-- Begin --

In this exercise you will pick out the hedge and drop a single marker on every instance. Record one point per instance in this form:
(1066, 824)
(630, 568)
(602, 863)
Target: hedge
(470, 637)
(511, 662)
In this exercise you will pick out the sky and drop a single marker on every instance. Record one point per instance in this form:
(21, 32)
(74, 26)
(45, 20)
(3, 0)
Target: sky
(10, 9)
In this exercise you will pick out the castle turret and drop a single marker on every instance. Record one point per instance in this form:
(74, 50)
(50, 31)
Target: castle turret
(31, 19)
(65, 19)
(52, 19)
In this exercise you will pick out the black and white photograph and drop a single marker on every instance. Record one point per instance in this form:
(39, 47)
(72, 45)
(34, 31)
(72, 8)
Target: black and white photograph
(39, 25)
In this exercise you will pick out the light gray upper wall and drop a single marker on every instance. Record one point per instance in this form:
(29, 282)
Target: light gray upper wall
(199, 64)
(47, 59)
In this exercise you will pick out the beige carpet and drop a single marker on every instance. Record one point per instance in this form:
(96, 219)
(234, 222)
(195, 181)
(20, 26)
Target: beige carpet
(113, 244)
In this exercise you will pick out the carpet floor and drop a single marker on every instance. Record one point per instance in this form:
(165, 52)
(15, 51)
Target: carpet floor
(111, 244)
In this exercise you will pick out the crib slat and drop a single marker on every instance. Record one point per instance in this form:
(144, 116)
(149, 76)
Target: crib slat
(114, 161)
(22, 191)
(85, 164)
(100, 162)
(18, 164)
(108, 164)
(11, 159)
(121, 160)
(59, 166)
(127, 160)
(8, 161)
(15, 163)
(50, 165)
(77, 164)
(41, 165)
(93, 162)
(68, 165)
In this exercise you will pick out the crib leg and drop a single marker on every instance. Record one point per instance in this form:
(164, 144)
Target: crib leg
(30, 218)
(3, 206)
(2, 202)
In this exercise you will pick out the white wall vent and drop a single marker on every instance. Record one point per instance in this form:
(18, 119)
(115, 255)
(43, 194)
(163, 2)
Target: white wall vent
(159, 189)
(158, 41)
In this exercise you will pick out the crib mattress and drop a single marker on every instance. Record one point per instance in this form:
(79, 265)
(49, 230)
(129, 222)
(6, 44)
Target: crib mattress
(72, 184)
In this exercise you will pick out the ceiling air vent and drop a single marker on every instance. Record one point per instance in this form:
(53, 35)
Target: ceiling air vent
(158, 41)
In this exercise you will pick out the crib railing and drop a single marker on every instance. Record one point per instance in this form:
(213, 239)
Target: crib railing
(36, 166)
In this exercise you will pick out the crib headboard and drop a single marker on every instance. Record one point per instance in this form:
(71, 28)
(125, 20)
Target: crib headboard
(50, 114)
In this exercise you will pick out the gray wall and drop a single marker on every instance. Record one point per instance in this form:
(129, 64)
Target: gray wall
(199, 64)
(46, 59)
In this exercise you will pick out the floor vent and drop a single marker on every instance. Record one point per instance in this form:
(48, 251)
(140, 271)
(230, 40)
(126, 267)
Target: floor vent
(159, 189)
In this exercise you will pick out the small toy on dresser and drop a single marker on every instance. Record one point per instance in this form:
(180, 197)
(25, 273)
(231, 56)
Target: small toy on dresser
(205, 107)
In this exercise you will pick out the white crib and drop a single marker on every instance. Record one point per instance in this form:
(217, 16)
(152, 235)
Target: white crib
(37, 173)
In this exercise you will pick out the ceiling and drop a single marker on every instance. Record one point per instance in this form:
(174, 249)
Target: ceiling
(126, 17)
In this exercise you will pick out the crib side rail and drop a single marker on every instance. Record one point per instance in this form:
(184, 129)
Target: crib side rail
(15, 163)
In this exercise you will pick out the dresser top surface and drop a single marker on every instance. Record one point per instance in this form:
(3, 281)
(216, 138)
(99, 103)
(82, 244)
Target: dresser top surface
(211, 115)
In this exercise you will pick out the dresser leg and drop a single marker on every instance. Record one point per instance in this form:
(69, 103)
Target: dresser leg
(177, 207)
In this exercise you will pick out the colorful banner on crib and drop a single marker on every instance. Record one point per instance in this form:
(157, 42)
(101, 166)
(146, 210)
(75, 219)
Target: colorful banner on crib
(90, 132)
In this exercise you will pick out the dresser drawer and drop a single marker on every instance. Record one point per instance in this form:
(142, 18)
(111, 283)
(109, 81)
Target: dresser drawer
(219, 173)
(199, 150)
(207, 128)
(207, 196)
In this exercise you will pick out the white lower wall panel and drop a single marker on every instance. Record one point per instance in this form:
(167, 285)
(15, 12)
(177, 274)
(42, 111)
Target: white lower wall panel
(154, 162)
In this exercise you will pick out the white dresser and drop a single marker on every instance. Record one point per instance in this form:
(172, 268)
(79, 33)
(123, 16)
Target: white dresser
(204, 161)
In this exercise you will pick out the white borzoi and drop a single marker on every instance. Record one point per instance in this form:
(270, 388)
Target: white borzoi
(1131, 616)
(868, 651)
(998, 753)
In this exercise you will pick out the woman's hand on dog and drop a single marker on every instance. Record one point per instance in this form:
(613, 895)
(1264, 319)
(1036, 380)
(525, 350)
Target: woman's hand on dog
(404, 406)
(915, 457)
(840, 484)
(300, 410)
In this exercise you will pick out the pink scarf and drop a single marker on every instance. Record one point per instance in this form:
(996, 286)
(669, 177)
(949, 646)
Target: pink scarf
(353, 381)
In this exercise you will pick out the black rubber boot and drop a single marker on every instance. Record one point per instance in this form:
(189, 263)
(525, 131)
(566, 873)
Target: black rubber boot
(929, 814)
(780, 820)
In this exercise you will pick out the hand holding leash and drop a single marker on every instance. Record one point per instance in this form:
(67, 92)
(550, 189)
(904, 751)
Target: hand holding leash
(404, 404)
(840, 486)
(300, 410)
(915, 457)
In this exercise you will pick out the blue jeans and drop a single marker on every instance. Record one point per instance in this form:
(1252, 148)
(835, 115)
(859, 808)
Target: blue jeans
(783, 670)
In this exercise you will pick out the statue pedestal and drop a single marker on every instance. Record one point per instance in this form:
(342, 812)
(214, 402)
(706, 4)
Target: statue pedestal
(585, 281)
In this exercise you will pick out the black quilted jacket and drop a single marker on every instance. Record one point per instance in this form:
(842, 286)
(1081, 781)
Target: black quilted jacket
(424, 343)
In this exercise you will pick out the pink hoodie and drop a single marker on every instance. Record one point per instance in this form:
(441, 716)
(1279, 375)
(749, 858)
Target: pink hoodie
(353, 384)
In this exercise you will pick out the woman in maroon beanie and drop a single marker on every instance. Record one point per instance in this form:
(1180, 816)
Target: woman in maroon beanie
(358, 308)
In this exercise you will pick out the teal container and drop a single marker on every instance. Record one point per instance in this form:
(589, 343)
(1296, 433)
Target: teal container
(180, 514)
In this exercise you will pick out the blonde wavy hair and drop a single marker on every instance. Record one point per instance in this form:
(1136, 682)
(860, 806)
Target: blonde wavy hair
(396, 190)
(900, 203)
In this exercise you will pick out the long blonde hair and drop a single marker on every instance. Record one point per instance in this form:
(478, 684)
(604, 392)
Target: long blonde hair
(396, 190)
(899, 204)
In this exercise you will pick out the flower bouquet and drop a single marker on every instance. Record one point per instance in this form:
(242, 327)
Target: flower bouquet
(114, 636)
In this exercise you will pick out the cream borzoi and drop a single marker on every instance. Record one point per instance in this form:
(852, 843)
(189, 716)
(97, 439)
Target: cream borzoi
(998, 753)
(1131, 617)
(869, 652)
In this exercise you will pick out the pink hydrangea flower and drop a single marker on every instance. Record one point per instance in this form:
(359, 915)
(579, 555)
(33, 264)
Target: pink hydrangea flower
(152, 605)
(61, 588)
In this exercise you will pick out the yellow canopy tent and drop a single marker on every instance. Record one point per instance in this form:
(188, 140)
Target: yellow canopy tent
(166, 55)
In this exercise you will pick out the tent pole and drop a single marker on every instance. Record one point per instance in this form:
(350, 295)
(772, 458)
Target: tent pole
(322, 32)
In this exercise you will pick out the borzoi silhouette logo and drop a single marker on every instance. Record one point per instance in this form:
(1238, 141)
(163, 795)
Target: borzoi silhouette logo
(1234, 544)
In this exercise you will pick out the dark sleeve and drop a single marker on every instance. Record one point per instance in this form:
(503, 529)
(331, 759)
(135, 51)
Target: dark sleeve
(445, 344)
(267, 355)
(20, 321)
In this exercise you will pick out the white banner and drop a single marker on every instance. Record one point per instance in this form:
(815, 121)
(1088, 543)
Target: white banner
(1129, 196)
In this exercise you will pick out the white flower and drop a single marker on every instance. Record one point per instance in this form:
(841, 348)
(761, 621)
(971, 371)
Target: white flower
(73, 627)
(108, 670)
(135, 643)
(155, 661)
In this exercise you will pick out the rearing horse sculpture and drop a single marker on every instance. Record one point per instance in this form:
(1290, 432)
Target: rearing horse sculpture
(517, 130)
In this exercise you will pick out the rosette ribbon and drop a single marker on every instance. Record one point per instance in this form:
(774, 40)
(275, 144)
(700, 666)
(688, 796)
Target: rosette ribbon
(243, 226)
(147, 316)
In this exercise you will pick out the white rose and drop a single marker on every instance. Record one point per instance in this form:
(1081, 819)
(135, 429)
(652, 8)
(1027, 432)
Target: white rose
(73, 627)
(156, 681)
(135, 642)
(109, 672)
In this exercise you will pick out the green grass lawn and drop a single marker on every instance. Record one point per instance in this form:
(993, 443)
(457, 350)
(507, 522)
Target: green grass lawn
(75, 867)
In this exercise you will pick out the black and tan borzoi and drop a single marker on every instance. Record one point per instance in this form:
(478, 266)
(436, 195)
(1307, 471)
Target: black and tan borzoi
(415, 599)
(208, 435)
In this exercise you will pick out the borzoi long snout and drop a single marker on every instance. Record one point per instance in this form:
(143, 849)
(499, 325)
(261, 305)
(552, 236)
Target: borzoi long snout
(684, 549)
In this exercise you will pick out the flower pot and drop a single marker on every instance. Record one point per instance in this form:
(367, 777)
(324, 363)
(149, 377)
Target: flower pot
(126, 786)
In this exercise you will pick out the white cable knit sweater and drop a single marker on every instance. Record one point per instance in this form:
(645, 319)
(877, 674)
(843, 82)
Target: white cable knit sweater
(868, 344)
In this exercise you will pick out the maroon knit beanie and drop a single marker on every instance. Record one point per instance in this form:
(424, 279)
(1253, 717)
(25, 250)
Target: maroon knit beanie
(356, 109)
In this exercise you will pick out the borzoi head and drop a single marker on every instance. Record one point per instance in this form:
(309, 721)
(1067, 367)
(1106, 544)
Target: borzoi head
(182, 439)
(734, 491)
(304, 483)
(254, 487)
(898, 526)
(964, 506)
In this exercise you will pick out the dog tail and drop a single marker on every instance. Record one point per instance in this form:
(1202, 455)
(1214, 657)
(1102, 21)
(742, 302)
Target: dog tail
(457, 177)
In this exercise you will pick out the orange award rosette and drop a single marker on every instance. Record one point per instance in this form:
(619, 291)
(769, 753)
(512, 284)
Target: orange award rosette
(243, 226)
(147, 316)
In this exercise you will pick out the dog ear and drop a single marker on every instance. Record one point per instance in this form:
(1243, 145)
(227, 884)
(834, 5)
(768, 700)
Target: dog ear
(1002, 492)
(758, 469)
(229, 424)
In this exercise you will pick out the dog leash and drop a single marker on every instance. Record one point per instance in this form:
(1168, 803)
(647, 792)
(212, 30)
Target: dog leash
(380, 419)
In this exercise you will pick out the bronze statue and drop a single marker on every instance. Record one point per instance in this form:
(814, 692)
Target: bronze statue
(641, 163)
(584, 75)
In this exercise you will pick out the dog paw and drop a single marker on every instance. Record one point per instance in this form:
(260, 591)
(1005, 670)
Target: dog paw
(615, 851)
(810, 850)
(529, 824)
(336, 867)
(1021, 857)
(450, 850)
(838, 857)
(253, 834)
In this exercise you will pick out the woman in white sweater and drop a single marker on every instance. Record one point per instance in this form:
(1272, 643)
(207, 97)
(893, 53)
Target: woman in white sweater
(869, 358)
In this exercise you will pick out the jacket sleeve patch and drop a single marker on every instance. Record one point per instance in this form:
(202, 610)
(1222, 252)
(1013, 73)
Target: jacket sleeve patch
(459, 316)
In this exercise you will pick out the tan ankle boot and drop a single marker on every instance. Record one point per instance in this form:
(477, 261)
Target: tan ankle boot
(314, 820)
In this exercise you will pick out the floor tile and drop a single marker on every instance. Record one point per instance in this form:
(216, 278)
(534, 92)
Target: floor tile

-- End --

Stated problem -
Render the stretch from the line containing "In this exercise you will pick out the floor tile" through the last of the lines as a numbered list, skipping any blank lines.

Task result -
1. In this exercise you will pick out the floor tile and drop a single marker on every instance. Record one point per instance in this form:
2. (216, 278)
3. (534, 92)
4. Target: floor tile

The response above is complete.